**Problem requirements:**
Report every line below that carries the word "instance".

++++ Input data ++++

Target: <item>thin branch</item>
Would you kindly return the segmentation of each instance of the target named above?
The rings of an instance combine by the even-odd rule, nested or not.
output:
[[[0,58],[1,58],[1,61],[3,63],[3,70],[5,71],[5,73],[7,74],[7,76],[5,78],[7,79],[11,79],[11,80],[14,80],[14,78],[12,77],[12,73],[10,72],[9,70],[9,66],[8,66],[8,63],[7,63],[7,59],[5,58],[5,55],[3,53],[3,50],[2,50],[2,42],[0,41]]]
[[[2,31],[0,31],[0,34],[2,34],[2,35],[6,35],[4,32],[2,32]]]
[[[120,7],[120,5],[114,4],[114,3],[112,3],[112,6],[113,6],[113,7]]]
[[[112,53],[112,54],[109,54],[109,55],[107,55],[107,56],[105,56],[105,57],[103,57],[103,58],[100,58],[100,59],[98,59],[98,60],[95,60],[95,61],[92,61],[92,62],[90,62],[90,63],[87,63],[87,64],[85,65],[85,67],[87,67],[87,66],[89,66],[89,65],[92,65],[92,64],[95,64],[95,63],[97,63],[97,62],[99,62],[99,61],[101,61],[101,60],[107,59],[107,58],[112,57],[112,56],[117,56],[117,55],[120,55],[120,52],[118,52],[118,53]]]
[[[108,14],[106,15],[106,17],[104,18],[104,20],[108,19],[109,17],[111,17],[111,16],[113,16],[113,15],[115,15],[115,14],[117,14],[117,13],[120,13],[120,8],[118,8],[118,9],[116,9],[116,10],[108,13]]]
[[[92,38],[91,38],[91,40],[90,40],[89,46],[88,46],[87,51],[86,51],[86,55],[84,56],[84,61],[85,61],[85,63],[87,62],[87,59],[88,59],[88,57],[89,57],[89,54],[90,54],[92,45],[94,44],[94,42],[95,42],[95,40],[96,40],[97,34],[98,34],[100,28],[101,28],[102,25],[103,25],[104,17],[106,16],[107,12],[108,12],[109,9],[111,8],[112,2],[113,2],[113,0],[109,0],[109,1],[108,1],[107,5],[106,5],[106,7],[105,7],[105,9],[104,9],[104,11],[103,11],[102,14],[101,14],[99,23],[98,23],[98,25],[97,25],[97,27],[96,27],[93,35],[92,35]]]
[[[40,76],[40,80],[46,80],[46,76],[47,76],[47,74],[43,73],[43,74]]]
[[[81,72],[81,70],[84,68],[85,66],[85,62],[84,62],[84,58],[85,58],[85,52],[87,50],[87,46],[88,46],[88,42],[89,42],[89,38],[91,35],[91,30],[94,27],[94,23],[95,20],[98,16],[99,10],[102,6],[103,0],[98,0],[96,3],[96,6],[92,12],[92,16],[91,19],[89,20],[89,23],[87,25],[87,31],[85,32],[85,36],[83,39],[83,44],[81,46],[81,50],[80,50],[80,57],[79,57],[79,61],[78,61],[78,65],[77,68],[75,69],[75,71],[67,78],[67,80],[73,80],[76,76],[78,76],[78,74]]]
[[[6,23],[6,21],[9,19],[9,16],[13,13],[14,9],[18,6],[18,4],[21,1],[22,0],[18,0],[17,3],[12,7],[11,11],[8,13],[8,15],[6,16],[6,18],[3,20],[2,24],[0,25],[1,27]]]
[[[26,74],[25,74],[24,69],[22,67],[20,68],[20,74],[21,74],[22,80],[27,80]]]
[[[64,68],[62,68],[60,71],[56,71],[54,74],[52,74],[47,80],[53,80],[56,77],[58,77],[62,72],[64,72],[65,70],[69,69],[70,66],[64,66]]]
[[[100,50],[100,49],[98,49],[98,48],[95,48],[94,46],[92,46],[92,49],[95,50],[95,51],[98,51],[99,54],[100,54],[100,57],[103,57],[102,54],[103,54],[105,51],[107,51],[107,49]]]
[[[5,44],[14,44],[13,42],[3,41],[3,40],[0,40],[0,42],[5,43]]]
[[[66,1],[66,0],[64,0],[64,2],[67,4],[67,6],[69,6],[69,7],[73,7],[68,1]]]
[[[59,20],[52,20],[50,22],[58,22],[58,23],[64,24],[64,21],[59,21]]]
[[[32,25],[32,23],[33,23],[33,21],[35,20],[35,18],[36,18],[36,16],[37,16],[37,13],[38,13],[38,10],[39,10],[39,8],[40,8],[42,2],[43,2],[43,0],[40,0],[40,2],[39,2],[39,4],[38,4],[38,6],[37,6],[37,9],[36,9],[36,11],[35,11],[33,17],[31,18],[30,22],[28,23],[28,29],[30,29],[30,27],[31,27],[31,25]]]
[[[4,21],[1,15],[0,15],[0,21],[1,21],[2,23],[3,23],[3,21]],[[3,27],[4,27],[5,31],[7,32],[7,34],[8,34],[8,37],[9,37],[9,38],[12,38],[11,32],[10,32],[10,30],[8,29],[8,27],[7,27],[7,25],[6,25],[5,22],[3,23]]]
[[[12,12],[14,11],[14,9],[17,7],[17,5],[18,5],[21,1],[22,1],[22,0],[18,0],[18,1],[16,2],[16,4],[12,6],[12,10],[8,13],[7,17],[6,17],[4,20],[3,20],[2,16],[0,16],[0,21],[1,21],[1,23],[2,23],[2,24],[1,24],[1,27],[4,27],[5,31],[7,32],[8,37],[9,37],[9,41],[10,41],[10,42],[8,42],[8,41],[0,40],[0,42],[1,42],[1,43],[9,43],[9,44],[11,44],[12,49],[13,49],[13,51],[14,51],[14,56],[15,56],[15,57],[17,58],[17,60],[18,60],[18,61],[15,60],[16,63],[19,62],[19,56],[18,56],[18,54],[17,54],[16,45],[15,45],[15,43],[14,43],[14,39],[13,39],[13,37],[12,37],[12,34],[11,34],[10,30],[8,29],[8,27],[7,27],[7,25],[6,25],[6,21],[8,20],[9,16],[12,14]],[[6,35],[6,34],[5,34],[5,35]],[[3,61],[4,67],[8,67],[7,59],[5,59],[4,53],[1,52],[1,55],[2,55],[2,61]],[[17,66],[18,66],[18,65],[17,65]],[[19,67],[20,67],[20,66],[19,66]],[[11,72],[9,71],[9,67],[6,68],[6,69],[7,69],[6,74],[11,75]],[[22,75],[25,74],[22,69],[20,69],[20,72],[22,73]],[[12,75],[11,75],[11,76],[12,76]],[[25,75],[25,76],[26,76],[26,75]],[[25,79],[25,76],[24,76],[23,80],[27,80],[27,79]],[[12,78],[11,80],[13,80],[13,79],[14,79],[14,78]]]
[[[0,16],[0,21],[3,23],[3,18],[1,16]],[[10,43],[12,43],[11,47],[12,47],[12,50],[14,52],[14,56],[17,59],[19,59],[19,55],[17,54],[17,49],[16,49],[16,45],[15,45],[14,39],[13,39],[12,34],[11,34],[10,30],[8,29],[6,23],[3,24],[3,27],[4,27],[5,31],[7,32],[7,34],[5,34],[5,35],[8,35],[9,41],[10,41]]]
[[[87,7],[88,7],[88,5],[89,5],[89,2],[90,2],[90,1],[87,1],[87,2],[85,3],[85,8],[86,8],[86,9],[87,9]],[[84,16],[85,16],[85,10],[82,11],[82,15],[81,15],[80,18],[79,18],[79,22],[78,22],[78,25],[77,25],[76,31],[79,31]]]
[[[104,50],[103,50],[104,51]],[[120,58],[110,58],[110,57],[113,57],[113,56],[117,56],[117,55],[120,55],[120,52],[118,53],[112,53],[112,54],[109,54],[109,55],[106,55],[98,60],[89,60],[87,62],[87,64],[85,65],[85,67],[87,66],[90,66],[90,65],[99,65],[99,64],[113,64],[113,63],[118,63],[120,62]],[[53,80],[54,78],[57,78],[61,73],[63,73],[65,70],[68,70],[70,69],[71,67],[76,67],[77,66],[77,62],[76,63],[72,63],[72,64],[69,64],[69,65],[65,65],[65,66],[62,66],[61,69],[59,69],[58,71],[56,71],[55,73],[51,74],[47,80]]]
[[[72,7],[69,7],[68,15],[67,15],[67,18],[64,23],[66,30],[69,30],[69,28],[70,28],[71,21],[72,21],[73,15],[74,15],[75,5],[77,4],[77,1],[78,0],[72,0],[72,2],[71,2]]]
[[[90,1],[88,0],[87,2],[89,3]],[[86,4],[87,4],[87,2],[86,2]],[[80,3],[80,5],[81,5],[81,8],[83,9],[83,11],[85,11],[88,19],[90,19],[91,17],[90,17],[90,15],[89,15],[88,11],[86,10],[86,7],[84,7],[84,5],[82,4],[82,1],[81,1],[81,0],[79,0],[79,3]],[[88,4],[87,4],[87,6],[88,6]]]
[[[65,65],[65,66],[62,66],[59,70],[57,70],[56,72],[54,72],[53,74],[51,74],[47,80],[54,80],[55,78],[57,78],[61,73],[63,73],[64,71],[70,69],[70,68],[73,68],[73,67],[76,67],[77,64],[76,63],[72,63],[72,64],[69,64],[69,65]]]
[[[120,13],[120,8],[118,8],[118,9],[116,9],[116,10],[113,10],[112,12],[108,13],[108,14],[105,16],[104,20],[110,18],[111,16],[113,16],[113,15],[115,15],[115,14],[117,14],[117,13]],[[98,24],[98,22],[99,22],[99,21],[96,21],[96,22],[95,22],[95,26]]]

++++

**Final answer:**
Would you kindly return the segmentation of each instance of the target named above?
The rings of an instance combine by the even-odd rule, nested or not.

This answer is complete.